→ **Written exercise A**: According to the mailing-list reply below, why is the creative practitioner's approach to knowledge in tension with academic institutions? Answer in one to three sentences.

Subject: Re: [iDC] Praxis-based Ph.D.s

mark bartlett mark at globalpostmark.net
Sun Jan 14 22:37:26 EST 2007


yes, many thanks to MM for this highly useful summary.

makes me think that the age old practice of "minutes" might be  
evolved in the list-serv medium, in the form of "thread-editors."  It  
could be a "scalable" role, from -- artists, new media scholars,  
ethnographers, communication and info scientists, etc., similar to  
respondents on conference panels --  to, since we're contemplating  
educational restructuring,  VA's - Virtual Ariadne's, who would take  
up a new role alongside TA's, for the benefit of everyone.

m


On Jan 14, 2007, at 4:43 PM, Danny Butt wrote:

> Thanks Margaret for the summary and leading the discussion. There  
> are many insightful points made by all here and I wish I had time  
> to acknowledge each of them/you in more detail within the temporal  
> constraints of the mailing list format.
>
> Ultimately I share the view put forward by Simon and Margaret that  
> creative practice makes a contribution to a field of knowledge/ 
> experience and should ideally be recognised as such within  
> institutional hierarchies. But I think Simon makes a very important  
> point about the ultimately conservative nature of academic  
> institutions and the very idea of authenticating contributions to  
> knowledge, and that this is in tension with the creative  
> practitioner's approach to knowledge, particularly the artist, for  
> whom (to quote NZ critic Jon Bywater) "eccentric and catachrestic  
> readings of work... are not only common but arguably productive".

[Excerpts of location labeling data]
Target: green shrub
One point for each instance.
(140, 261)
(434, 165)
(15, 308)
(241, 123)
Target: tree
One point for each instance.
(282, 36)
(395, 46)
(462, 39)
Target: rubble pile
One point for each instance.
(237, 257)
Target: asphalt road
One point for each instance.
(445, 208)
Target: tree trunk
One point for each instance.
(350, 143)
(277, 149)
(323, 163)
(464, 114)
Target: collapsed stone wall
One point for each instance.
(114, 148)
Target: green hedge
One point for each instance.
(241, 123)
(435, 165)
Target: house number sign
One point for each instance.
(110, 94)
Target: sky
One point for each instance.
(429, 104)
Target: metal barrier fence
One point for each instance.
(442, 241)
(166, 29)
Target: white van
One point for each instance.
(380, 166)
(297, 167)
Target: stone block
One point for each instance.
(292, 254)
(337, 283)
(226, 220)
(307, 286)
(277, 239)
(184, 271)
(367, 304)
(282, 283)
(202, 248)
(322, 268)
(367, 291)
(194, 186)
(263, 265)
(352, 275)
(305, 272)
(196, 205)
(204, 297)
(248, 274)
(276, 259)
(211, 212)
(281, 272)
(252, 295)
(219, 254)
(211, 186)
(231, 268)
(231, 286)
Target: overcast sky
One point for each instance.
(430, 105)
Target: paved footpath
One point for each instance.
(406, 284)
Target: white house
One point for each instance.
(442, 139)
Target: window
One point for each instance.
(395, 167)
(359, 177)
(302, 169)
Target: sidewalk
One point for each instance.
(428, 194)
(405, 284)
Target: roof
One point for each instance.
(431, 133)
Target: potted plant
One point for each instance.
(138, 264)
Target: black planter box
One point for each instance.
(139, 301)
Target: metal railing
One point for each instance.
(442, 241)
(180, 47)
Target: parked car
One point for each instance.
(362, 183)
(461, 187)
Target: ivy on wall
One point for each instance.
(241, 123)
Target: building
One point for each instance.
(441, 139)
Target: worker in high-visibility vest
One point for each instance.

→ **Written exercise B**: Pull out every line in the entries above that contains the string "house".

→ **Full output A**: Academic institutions are conservative by nature and are built around authenticating contributions to knowledge. The artist, by contrast, treats "eccentric and catachrestic readings of work" as common and arguably productive, in the words of NZ critic Jon Bywater.

→ **Full output B**:
Target: house number sign
Target: white house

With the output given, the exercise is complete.